TASK REQUIREMENTS: In your copy, leave out the pictures; write out all the data exactly.

DATA RECORDS:
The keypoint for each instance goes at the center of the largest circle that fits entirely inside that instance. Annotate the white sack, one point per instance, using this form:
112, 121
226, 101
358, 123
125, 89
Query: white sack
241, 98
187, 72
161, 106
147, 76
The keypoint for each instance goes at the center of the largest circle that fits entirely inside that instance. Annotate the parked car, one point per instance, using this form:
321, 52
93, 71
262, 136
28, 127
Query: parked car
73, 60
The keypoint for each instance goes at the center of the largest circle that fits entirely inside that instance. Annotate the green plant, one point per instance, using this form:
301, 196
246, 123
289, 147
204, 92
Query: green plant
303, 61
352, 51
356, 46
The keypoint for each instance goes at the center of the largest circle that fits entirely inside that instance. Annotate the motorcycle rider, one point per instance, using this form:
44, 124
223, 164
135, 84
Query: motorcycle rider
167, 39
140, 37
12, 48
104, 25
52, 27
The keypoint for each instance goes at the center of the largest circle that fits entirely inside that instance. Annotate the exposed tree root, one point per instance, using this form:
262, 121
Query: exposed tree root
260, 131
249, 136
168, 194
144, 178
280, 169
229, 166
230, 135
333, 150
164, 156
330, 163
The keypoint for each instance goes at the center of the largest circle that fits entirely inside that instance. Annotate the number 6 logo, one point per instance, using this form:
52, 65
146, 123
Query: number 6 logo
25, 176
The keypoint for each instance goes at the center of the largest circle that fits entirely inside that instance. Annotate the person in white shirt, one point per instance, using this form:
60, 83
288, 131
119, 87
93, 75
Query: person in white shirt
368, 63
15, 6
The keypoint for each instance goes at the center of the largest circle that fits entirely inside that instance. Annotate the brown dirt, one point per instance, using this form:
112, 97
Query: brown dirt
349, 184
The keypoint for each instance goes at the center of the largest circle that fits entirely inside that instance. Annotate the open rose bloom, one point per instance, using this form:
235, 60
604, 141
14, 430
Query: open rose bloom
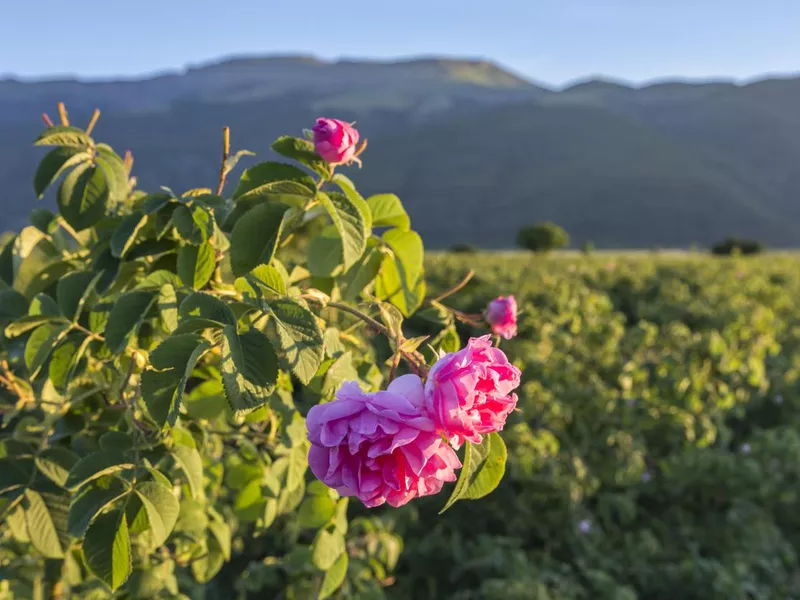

TASK OUTPUT:
The keypoint for each instance goes at the center of the largest circle that fits entirely inside that instance. Annotate the white sack, one point per instance, using this form:
112, 121
226, 101
358, 123
125, 89
Query: white sack
241, 98
187, 72
161, 106
147, 76
The keypoint for each instance goes at the center of the largest circle that fits entirely inside that instance. Annotate the parked car, one point per instance, using this form:
321, 52
93, 71
262, 136
28, 127
Query: parked car
73, 60
The keypoint for each instance goes at the center of the largest circle that fits entirely inside that instance. Annotate the green plant, one point per instance, using this form:
301, 196
246, 123
289, 147
204, 92
Query: green plant
303, 61
352, 51
356, 46
The keypoint for each instance goes at the center of the largest circle that fits entirely inside that instance. Annotate the motorcycle rider, one point per instance, using this form:
44, 124
223, 164
135, 84
Query: motorcycle rider
167, 39
140, 37
12, 48
104, 25
52, 27
The keypoint for each instance goes at the center of the largest circle that fits entirely inside that instance. Annotate the exposed tree root, one point per instance, using this form:
262, 121
Query: exposed tree root
260, 131
249, 136
168, 194
144, 178
280, 169
229, 166
230, 135
333, 150
164, 156
330, 163
The keypoint for each instance goes at the center of the largest circle that fits entirely inside that instance. Annotate the number 6 logo, one point per instance, using this form:
52, 65
146, 123
Query: number 6 logo
25, 176
The keypoint for each instance goes at the center of the largest circle that fits entirely inside that instance. Annotate the person in white shirt, one point per instance, using this form:
60, 83
288, 131
119, 87
93, 75
Query: person in white shirt
368, 63
15, 6
The keypoint for each instance goes at the center of the largest circle that fits entirely inside that instance. Annotate the brown dirt, one point per instance, using this form:
112, 97
Query: brown dirt
349, 184
The keypoint for each instance goes at the center of the largest circle that fits entirely inside that instance. Annotate the open rose bloom, one point per instance, using this form:
235, 60
604, 141
14, 430
Query: open rose bloom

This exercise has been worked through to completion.